[Start Selection]

Business Glossary support in Google Data Catalog

A custom model

Ricardo Mendes
Google Cloud - Community
10 min readNov 11, 2020

--

06/30/2023 note: Business Glossaries are now natively supported by Dataplex, which makes the approach proposed in the present article obsolete.

More and more companies migrate their data workloads to the cloud every day. At the same time, new data protection regulation programs become effective around the globe. Such simultaneous events lead companies to enforce their Data Governance standards intending to avoid legal charges due to inappropriate data management.

Data Governance frameworks are hence becoming more common, but providers do not necessarily speak the same language — what any of us could undoubtedly expect as each player has their own strategies to tackle problems… On the other hand, customers have distinct requirements that are not fulfilled by a single platform. This brings something new to the market: the need for integrating complementary tools in order to build stronger Data Governance ecosystems.

Metadata Management is a standard building block of Data Governance frameworks, and the so-called Business Glossary component helps me to bring up a clear example of the scenario described in the previous paragraph.

A Business Glossary differs from a Data Dictionary in that its focal point, Data Governance, goes beyond a Data Warehouse or database. A Business Glossary is a means of sharing internal vocabulary within an organization. Most Business Glossaries share certain characteristics such as standard Data Definitions and documentation of them; clear definitions with explanation of exceptions, synonyms, or variants .

— datadiversity

Among other reasons, companies use it to:

  • Enable understanding of the core business concepts and terminology.
  • Highlight how vocabulary may differ across business functions.
  • Increase trust in a company’s data.
  • Reduce the risk that data will be misused due to an inconsistent understanding of the business concepts.

Although a first-class citizen of products such as Alex, Ataccama, IGC, and Informatica, it is not part of Google Cloud’s Data Catalog, which is more focused on simplifying Data Discovery at any scale.

One might wonder whether Data Catalog Tags address the issue of describing and classifying data assets. I agree; they do. So why do we need a Glossary? Because a Glossary is more than this. Let me use two additional features to clarify: (1) its resources are usually organized in a category-based hierarchy for better user experience; and (2) there are particular relationships between Glossary Terms that can result in collaboratively built knowledge, e.g. synonyms lists. Data Catalog does not natively support such features.

Well, what if a company interested in Google Data Catalog has Business Glossary support as a mandatory requirement? Is it a blocking issue? Not at all! Data Catalog’s flexible entity model plus fine-grained IAM Roles are helping hands for those who want to build elementary Business Glossary support on top of Google Data Catalog. This is what I’m going to cover in the following sections.

Disclaimer: all opinions expressed are my own, representing no one but myself… They come from the experience of being an early adopter of both Google Data Catalog and Egeria.

An Egeria-based custom model

There are multiple Business Glossary providers, each one with its proprietary entity models. Here Egeria comes into the scene: it is an Open Metadata and Governance project which promotes metadata exchange between tools and platforms.

Egeria’s metadata types are open, this is why I’m going to use them as a reference to explain the custom model in Google Data Catalog. But, anyway, the model is expected to be adaptable/extensible to fit real-life requirements even when the glossary metadata come from other sources — hopefully, my reasoning will be good enough to make it clear for you :).

[End Selection]
[Start Listed records]

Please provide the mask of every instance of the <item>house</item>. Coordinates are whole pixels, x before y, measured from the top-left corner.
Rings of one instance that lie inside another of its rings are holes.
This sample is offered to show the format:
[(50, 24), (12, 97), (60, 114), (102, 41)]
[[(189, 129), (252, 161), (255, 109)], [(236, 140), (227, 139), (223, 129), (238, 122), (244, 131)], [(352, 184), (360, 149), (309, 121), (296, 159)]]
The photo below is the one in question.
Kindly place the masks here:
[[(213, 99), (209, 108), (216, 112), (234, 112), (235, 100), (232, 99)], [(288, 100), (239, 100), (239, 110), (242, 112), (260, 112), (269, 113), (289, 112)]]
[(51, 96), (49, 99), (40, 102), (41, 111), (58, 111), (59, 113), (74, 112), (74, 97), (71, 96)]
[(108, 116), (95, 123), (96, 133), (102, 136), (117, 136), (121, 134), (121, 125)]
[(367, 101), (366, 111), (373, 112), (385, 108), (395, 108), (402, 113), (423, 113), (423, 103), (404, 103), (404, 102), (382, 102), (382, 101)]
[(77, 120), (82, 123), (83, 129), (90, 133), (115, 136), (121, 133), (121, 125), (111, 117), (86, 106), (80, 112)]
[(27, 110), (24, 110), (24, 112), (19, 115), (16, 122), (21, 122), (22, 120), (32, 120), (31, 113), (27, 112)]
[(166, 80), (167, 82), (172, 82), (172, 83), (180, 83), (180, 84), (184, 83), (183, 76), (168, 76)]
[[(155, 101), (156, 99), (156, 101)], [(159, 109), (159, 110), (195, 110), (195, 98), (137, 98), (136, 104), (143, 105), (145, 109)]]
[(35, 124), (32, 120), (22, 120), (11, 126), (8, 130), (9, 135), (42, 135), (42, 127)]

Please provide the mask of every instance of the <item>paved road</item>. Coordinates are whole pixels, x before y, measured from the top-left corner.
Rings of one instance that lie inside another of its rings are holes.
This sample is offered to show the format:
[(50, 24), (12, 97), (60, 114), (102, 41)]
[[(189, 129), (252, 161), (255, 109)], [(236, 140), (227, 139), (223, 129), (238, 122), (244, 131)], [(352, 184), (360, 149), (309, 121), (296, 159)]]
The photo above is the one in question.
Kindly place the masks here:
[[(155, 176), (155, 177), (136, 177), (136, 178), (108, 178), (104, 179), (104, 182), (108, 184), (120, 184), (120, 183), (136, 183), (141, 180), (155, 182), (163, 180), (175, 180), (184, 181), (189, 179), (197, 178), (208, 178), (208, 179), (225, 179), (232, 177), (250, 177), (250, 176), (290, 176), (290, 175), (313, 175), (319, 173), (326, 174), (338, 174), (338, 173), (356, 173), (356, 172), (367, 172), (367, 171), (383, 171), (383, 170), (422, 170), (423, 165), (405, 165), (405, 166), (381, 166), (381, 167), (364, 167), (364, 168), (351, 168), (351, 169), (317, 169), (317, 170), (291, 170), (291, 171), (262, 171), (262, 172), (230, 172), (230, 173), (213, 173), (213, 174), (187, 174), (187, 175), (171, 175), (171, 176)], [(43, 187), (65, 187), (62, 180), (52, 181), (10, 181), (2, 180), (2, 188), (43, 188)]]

[End Listed records]

__The problem__
Extend the article on building Business Glossary support in Google Data Catalog, starting after its final sentence.

__The response__
The Open Metadata Types are organized in 7 areas, with Glossary and Semantics covered in Area 3.

More than providing the Open Metadata Types, Egeria actually works as an enterprise metadata “broker”. Although it is possible to connect Egeria and Data Catalog through the Open Connector Framework (OCF), this is out of this article’s scope. The focus here is on designing a custom model for Business Glossary support in Data Catalog, simply leveraging Egeria types as a reference.

Mapping Entities and Relationships into Entries, Templates, and Tags

Egeria has an extensive set of classes to fully represent a Business Glossary, no matter what tool it comes from. For the sake of clarity, I will keep the sample model concise yet practical to describe how introductory Open Metadata Entities and Relationships are mapped into Data Catalog Custom Entries, Templates, and Tags. Mapping entities from one end to another is usually the most challenging part of the job, and extending the model is a matter of adding new classes to the below set.

Let me map the Glossary, Glossary Term, and Semantic Assignment from Egeria to Data Catalog, starting by briefly explaining them to readers who are new to Egeria:

  • A Glossary is a collection of related semantic definitions, represented as the Glossary entity in the Open Metadata Type System;
  • “The vocabulary for the Glossary is documented using Terms. Each Term represents a concept of a short phrase in the vocabulary.” A Term, represented as the GlossaryTerm entity, is owned by a Glossary;
  • The Semantic Assignment, represented as the SemanticAssignment relationship, is used to assign a Term to a given asset (e.g. BigQuery table or column), which means the Term describes the meaning of that asset.

Please take a look at the below diagrams, they bring a visual presentation of the proposed mappings. Bear in mind the grayed classes’ stereotypes are actual Data Catalog types, while the class names are clues to the Open Metadata Types their instances refer to.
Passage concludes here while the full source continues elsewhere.